▶ [Excerpt provided]

May 16, 1999|MELVIN JULES BUKIET | Melvin Jules Bukiet is the author of "After" and, most recently, "Signs and Wonders." He teaches at Sarah Lawrence College

For Americans who came of age in the late 1960s and early 1970s, Vietnam will always occupy a larger space within the geography of our minds than it does on a map. Our vision of this place is, however, inextricably bound up with the American experience there. Besides the soldiers, diplomats and journalists we knew (mostly through television) and either hated, respected or pitied, there was another group of people whom it was almost too easy to overlook and who shared an interest in our country's little "police action."

The Vietnamese are still something of a mystery to us, and Tran Vu, born in Vietnam in 1962, presents a resonant vision of his native land and its natives in exile in "The Dragon Hunt," elegantly translated by Nina McPherson and Phan Huy Duong. We hardly catch a mention of the Vietnam War until the last story in this slim book, yet the five stories in this collection are clearly inspired by the devastation that occurred during those long, harsh years of conflict. Only catastrophe on a national scale could engender such chaos. Like war itself, the sequence of stories begins with clarity and ends in havoc.

▶ [Listed records]
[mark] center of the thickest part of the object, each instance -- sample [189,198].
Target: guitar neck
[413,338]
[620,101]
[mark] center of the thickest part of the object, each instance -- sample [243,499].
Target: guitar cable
* * *
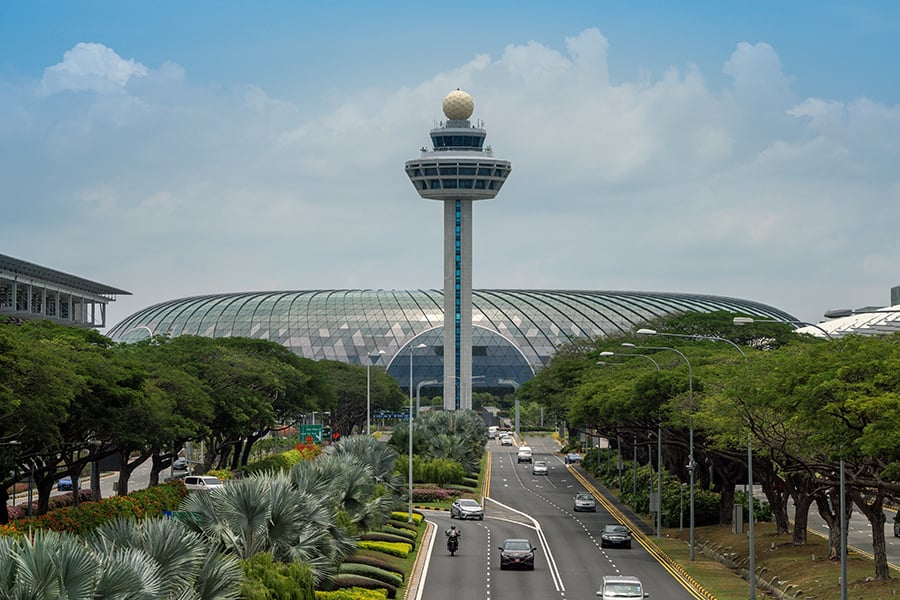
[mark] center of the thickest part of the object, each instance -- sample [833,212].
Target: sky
* * *
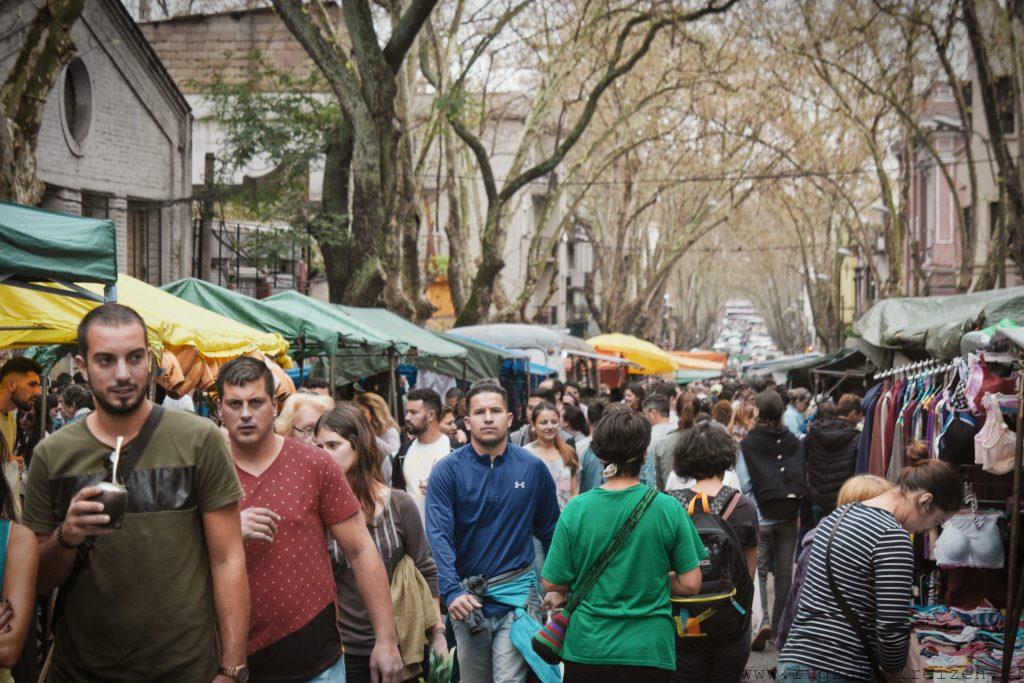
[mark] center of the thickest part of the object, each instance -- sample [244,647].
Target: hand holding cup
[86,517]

▶ [What the exercise asks] Can you carry on the review of Tran Vu's "The Dragon Hunt" from where it stops? The data that comes after the book review is separate material.

▶ [Exercise result]
The collection's first and most accessible story, "The Coral Reef," chronicles a misbegotten journey from Vietnam to somewhere, anywhere. After hundreds of people give their valuables to the authorities, they are crammed into the hold of a sea-bound vessel that ends up shipwrecked on a reef in the middle of the ocean, just as the survivors are later cast ashore in an unfamiliar nation. In its brutality and the straightforward manner of its prose, "The Coral Reef" couldn't help but remind this reader of Hemingway, but the rest of the stories in this book grow increasingly strange, as if the physical journey out of Vietnam was only a prelude to the bizarre psychic journey to come.

In the second story, "Gunboat on the Yangtze," a blind and grotesquely disfigured young man and his older sister fall into incest, partially because no one else will have him--children shriek at the sight of his face--and because his soul has been equally disfigured. In the third story, "The Back Streets of Hoi An," Loan, a married woman, has an affair with a man named Lu under the spying eyes of their grossly goitered landlady. Between the couple's "twisted" and "reckless" liaisons, Lu further seduces Loan with tales of "the carnage of history." "All of Lu's stories ended in blood," a fitting conclusion because the street they live on is "like a corpse someone had laid out but forgotten to bury." Even the description of a mundane urban scene evokes anarchy and atrocity.

Vu's last two stories move more self-consciously into the realm of art and simultaneously become more dense, impacted and poetic in their language. "Nha Nam" involves a writer who, like Vu, has "a way of writing each sentence as if he were hacking at the trunk of a banana tree with a machete, making the sap spurt out of it." And the final, title story builds to an ominous semi-surreal crescendo. The atmosphere of "The Dragon Hunt, set on a fabulous estate where people eat the meat of mythical creatures, swirls and spirals so exotically that it's hard to tell what is a dream and what is reality, or if we're caught in a "Turkish tea"-induced hallucination as the multiple narratives all fuse into a phantasmagoric mix of legend and history.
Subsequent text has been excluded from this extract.